- **Zadania do wykonania**:
[a] Zacytuj wiernie z tekstu o 11 Dywizjonie Artylerii Konnej wszystko od słów „11 Dywizjon Artylerii Konnej (II” w dół aż do słów „w II Rzeczypospolitej.”.
[b] Odpowiedz krótko na podstawie tekstu o 11 Dywizjonie Artylerii Konnej:
(i) W którym miesiącu i roku utworzono dywizjon?
(ii) Przy jakiej ulicy i pod jakim numerem mieściły się koszary imienia Bartosza Głowackiego?
(iii) Kto dowodził Grupą Osłonową „Czersk”?

11 Dywizjon Artylerii Konnej (II RP)

11 Dywizjon Artylerii Konnej (11 dak)

11 Dywizjon Artylerii Konnej (11 dak) to jednostka artylerii konnej Wojska Polskiego w II Rzeczypospolitej.

Oddział został sformowany w 1924 roku i podlegał dowódcy artylerii konnej 3 Dywizji Kawalerii. W marcu 1929, po rozwiązaniu 3 DK, dywizjon został włączony do Brygady Kawalerii „Toruń”. W 1934 roku Brygada „Toruń” została przemianowana na Brygadę Kawalerii „Bydgoszcz”, a 1 kwietnia 1937 na Pomorską Brygadę Kawalerii.

Minister spraw wojskowych, poprzez rozkaz B. Og. Org. 403 Tjn. Org. II z dnia 18 maja 1929, przydzielił dywizjon do 8 Grupy Artylerii w zakresie wyszkolenia.

Formowanie i zmiany organizacyjne

Dywizjon został utworzony w maju 1924 roku w garnizonie Bydgoszcz, w koszarach imienia Bartosza Głowackiego przy ulicy Gdańskiej 147. Do jednostki włączono dwie istniejące już baterie: 3/4 dak i 3/7 dak. Pierwsza z nich dotarła do Bydgoszczy 8 czerwca 1924 i została przemianowana na 1/11 dak, natomiast druga przybyła 1 czerwca 1924 i stała się 2/11 dak. Drużyna dowódcy dywizjonu oraz drużyna łączności składały się z żołnierzy wyznaczonych z różnych pułków artylerii Okręgu Korpusu Nr VIII.

W 1937 roku do 11 dak przydzielono trzecią baterię w garnizonie Grudziądz. W tym samym roku do dywizjonu dołączono 2/10 dak, która została przemianowana na 4/11 dak. W listopadzie 1937 4. bateria została podporządkowana komendantowi Szkoły Podchorążych dla Podoficerów w Bydgoszczy na zasadach określonych w rozkazie MSWojsk. Dep. Art. L. 1281/Tj. Org. Og. 37.

11 dak w kampanii wrześniowej

Mobilizacja

11 dywizjon artylerii konnej został zmobilizowany w ramach alarmowej mobilizacji w grupie żółtej 24 sierpnia 1939 roku, w czasie od A+18 do A+30, w garnizonach Bydgoszcz i Grudziądz. Dodatkowo 25 sierpnia zmobilizowano drużynę parkową uzbrojenia nr 841. Dywizjon osiągnął gotowość bojową w składzie czterech baterii i wszedł w skład Pomorskiej Brygady Kawalerii, która z kolei weszła w skład Armii „Pomorze”, mając za zadanie osłonę północnego skrzydła armii. W dniach 26 i 27 sierpnia dywizjon udał się do rejonu koncentracji w okolicach Czerska. Z części dowództwa Pomorskiej BK utworzono Grupę Osłonową „Czersk” pod dowództwem gen. bryg. Stanisława Grzmota-Skotnickiego. Zgrupowanie „Chojnice”, mające na celu osłonę zachodniego skrzydła, również było podległe tej grupie.

- **Zawartość zbioru danych**:
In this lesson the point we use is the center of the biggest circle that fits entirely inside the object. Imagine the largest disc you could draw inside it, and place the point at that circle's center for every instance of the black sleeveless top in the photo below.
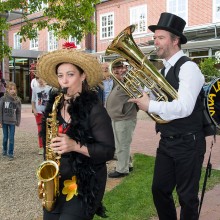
(191, 124)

- **Odpowiedzi do zadań**:
[a]
11 Dywizjon Artylerii Konnej (II RP)

11 Dywizjon Artylerii Konnej (11 dak)

11 Dywizjon Artylerii Konnej (11 dak) to jednostka artylerii konnej Wojska Polskiego w II Rzeczypospolitej.

[b]
(i) W maju 1924 roku.
(ii) Przy ulicy Gdańskiej 147.
(iii) Gen. bryg. Stanisław Grzmot-Skotnicki.